_EXERCISE BRIEF_
Which lines of the records contain the word "window"? Filter them out and copy each one.

_MATERIAL PROVIDED_
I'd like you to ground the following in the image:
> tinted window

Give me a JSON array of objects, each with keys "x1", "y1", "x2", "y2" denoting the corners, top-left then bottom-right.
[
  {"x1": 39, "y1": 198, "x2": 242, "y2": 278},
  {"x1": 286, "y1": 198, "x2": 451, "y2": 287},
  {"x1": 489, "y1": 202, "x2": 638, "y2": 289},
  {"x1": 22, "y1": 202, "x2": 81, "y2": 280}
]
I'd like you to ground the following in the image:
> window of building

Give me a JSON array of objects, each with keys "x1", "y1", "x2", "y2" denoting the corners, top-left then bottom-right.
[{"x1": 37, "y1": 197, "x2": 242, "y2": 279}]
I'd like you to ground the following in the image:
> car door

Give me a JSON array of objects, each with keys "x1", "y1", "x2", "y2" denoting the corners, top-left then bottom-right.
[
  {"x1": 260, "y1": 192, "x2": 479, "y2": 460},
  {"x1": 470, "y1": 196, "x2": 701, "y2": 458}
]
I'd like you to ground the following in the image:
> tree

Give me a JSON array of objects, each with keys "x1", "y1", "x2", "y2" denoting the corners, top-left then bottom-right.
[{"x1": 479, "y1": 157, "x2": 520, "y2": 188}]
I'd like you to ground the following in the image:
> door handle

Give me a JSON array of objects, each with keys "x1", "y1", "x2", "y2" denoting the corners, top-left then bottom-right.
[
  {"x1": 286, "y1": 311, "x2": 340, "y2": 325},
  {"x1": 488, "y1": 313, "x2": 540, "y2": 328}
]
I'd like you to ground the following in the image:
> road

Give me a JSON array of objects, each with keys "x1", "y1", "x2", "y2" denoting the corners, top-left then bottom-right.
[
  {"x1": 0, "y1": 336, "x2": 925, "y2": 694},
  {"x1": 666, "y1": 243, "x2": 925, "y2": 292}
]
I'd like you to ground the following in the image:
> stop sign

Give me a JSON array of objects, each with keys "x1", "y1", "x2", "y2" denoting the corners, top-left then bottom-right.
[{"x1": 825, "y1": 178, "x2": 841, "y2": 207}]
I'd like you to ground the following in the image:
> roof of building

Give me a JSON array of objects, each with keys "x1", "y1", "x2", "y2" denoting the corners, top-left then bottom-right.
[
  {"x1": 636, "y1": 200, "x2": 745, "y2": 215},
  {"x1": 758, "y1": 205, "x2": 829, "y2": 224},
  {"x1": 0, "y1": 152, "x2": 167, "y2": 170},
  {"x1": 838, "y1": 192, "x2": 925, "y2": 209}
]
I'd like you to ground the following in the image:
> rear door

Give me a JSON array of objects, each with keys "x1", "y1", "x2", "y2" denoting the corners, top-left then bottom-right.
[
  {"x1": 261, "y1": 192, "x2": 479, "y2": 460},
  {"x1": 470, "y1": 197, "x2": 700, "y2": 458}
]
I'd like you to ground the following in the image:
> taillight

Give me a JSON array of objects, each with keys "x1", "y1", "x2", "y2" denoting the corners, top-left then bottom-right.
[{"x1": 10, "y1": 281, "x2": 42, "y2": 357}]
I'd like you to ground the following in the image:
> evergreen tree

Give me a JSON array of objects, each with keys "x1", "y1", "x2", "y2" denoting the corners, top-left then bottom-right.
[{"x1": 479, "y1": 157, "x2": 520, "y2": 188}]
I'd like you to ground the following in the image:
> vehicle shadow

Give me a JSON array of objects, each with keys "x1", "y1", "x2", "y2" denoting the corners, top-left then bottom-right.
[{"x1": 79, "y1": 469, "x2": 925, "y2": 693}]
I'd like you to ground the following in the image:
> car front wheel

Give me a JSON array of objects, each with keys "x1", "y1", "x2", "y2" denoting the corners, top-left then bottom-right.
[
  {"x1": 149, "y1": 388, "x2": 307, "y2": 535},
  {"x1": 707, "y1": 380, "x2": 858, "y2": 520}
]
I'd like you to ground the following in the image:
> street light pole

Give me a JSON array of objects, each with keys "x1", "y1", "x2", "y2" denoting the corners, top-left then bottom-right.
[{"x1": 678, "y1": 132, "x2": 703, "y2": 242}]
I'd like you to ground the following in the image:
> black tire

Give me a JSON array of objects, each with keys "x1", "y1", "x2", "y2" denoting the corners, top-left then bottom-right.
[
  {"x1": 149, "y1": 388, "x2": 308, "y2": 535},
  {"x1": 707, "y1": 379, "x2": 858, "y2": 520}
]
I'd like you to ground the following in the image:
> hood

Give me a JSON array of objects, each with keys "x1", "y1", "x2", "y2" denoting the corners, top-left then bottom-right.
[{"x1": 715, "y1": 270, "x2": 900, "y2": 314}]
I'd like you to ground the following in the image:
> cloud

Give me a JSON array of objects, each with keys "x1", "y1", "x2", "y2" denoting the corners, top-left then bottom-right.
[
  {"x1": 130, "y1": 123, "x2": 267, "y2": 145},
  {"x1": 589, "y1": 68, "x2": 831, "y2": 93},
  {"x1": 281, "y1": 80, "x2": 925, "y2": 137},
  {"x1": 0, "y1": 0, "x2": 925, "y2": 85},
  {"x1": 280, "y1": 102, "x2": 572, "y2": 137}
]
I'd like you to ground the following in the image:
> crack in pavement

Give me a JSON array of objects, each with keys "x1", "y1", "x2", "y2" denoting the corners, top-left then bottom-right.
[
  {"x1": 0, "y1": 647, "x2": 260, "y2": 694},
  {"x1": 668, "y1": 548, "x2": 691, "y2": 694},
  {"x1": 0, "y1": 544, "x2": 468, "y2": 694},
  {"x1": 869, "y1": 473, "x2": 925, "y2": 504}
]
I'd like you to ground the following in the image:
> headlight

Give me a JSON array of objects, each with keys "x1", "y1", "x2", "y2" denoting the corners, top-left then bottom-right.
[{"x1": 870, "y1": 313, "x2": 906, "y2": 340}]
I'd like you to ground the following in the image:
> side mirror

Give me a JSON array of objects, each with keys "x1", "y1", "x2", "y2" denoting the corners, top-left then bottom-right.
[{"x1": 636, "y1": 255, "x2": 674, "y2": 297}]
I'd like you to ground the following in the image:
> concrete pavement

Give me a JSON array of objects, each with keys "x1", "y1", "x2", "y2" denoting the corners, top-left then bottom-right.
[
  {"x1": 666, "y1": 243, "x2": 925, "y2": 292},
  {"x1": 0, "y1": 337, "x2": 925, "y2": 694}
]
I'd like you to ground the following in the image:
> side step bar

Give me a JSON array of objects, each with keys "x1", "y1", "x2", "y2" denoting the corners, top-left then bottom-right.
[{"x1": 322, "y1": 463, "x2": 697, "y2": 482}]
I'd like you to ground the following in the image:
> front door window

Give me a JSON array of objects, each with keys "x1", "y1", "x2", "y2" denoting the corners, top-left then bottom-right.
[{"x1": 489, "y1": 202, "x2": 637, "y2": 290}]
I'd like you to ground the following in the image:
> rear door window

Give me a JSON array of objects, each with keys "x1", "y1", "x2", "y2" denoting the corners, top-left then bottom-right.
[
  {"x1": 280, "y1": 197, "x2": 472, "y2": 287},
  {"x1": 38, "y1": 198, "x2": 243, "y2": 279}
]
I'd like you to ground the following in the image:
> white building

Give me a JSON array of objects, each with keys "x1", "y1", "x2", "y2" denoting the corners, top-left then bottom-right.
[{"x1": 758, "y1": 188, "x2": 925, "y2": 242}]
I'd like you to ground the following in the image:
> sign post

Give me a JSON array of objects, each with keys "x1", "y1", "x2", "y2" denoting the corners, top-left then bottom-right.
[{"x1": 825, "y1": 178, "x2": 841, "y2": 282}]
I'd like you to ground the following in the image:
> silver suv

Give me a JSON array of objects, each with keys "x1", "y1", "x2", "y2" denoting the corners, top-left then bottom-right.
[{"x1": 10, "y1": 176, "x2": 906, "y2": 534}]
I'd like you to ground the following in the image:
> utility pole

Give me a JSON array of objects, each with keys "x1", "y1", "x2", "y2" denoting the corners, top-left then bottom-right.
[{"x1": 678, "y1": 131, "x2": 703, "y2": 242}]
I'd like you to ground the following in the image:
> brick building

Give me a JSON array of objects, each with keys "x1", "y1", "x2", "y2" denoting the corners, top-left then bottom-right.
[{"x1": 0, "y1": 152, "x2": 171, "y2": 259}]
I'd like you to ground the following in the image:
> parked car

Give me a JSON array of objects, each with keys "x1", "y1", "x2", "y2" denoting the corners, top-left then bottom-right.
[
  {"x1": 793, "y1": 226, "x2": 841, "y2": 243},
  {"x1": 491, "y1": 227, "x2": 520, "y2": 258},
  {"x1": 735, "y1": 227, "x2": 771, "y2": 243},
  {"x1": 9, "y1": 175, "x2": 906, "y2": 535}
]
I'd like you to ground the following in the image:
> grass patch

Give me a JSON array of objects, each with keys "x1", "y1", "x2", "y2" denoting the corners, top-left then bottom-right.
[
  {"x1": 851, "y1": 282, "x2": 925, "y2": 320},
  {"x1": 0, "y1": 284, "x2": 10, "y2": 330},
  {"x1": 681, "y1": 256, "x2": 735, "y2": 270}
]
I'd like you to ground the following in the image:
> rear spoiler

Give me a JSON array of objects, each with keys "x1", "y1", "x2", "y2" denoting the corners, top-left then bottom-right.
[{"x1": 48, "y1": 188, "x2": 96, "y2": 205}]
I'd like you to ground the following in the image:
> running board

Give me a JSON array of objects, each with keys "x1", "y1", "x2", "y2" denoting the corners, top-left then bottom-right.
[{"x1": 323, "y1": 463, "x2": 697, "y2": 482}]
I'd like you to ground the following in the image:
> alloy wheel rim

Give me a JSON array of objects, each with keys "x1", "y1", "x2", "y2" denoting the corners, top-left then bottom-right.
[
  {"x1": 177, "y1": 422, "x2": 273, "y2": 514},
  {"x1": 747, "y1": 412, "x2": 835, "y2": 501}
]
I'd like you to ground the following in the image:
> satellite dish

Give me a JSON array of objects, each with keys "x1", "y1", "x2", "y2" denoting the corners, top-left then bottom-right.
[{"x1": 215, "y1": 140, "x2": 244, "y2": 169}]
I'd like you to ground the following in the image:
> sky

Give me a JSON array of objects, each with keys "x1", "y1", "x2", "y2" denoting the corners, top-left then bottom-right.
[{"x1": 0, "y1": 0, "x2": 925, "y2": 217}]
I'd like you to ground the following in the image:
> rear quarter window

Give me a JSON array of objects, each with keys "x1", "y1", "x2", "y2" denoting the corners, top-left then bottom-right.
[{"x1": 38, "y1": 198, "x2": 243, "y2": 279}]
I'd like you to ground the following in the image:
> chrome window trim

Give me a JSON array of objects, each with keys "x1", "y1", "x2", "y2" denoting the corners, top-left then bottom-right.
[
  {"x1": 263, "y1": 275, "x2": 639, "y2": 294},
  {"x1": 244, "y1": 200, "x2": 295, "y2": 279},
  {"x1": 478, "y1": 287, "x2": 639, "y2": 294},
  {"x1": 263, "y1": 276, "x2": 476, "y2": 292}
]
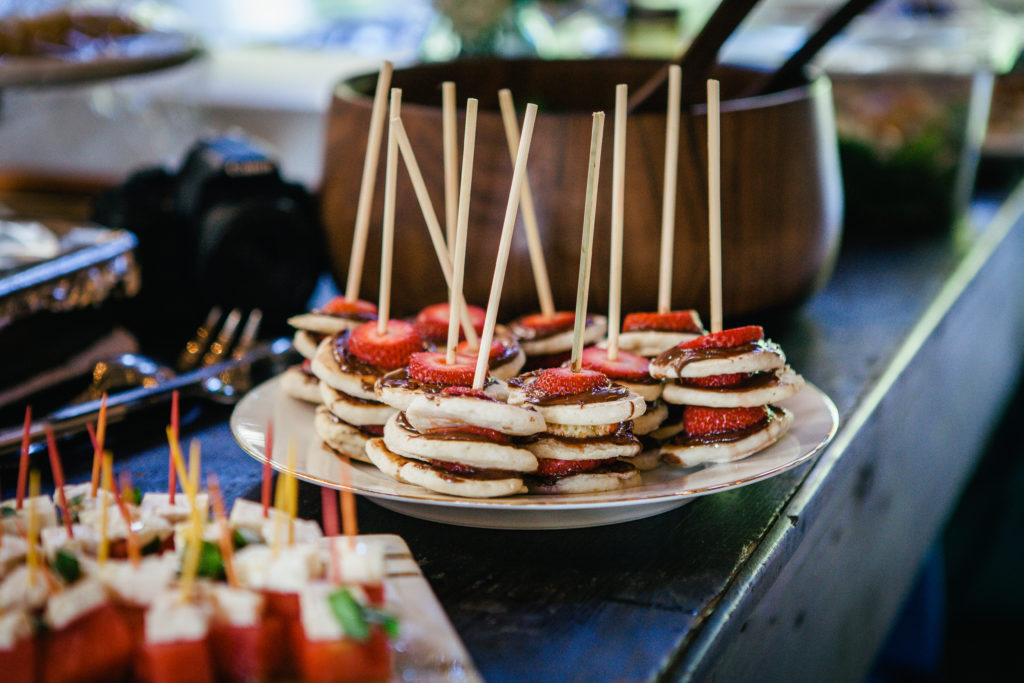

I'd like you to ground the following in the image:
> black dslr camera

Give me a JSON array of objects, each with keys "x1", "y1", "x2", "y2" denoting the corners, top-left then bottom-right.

_RESPONSE TO THIS TASK_
> tinted window
> window of building
> front door window
> rear door window
> rear quarter window
> chrome window trim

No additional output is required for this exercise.